SELECTED EXTRACT —
——————

In mid-December, I was birding along the Beljarica levee (Beh-LYAH-ritza), my local patch north of Belgrade, when something other than birds attracted my attention: three wild boars, appearing all black because they had just swam through the swamp to reach the bottom of the levee. I think all were males, at last two huge ones certainly were. And here in Europe, they are the real deal, an indigenous species and not domesticated animals gone wild.

For a while, they followed the levee, then climbed and crossed it in front of me, only to disappear in the poplar plantation at the other side. This was only my second time ever to observe this subspecies (the first time was here as well), two other subspecies I have observed in India. They may have been disturbed by the presence of hunters in the Danube backwaters.

Photographed within Beljarica: six wild boars by Snezana Panjkovic

When I reached the levee earlier that morning, I met an elderly hunter from whom I learned that there was an ongoing duck and pheasant hunt, but no one was shooting from, nor towards the embankment, hence I should be safe there. I heard barely a shot or two, but the ducks were noticeably missing from the square ponds (“cubicles”) all along the levee, from where the soil to construct the levees was dug back in 1930s.

Whenever I come here, I am focused on birds, but I have had some good mammal sighting as well: a roe deer swimming across a pond (only its head and antlers visible), a pair of otters playing in the water, a curious (young?) badger observing me for a few seconds, a pair of young golden jackals showing well (maybe too well for their own safety), brown hares sometimes running joyfully along the levee and paying no attention to me, as well as the ubiquitous invasive coypus (originally from Patagonia). The only wildcat I found was illegally killed by hunters during closed season.

Photographed within Beljarica: five White-tailed Eagles by Snezana Panjkovic

I barely started when some sulphur (a.k.a. clouded yellow) butterfly and one Brambling greeted me. These handsome finches breed in the far north of Europe and come here for the winter only. Two hundred metres further on, two young White-tailed Eagles were soaring. They are generally quite easy to spot here, especially in winter. Last year, two Serbian ornithologists were guiding a group of French birders and, prior to their return to the airport, the guides phoned me to enquire how to reach Beljarica – they had dipped the White-tailed Eagle! Easily enough, they got it here.

A dozen Water Pipits, several Pygmy Cormorants, Great White Egrets and a Eurasian Sparrowhawk, a Mistle Thrush, European Robin and a surprise, a pair of European Stonechats. Stonechats are insect eaters and here by the Danube (and further north) they are supposed to be migratory, but only a few hundred kilometres further south they are resident year-round. What do they feed on in winter? I don’t know.

Behind me were two guys on a quad bike, at first following the same dirt track, which was fine, but then they opted to go down to drive along the cubicles bank. Not stopping for anything, they were soon ahead of me, scaring away all small birds that may have been there.

On my way back, I passed a group of hunters who, after the hunt, erected folding tables and chairs on the very levee to have a few bites, quick drinks and swap the morning’ stories.

——————

DATASET EXCERPT —
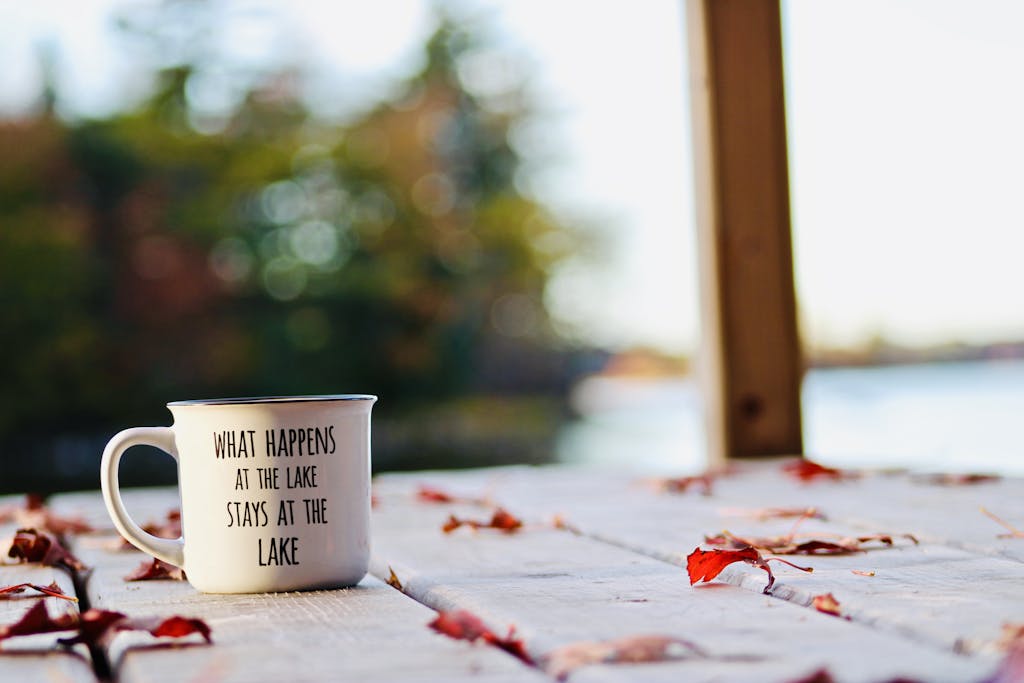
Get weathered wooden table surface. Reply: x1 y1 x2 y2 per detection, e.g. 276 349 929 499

——————

Carry on with the account of birding on the Beljarica levee from the point where it stops.

ANSWER TO THE TASK —
Beljarica in December, photo League for ornithological action / Wild Belgrade

If the name of the area, Beljarica, sounds familiar, it’s because I have already written about it. It is part of the international ecological corridor and the “Confluence of the Sava and the Danube Rivers” Important Bird Area (IBA), already proposed for a nature reserve by the Government’s Institute for the Protection of Nature of Serbia.

Annex II of the Bern Convention lists 45 of Beljarica’s bird species, with a further 91 species in Annex III. The Convention on Migratory Species (the Bonn Convention) lists two of these species – the Ferruginous Duck and the White-tailed Eagle – in Annex I, with a further 64 species in the Annex II. Finally, 24 species in Annex I of the EU Bird Directive were recorded in this area.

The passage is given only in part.